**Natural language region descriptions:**
......
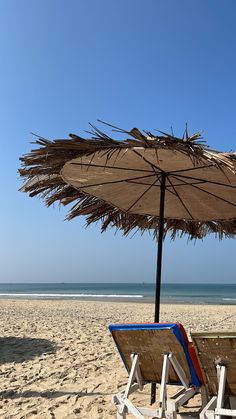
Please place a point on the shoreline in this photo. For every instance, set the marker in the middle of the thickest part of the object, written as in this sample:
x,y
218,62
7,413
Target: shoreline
x,y
128,300
58,358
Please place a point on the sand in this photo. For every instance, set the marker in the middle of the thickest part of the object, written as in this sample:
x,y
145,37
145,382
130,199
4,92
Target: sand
x,y
59,361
......
**What to do:**
Please go through the data above and copy each line containing the word "this".

**Result of the exercise:**
Please place a point on the shoreline in this photo. For every instance, set the marker in the middle of the thickest part of the object, written as in this sample:
Please place a point on the sand in this photo. For every instance, set the marker in the middle of the thickest part of the object, written as in this sample:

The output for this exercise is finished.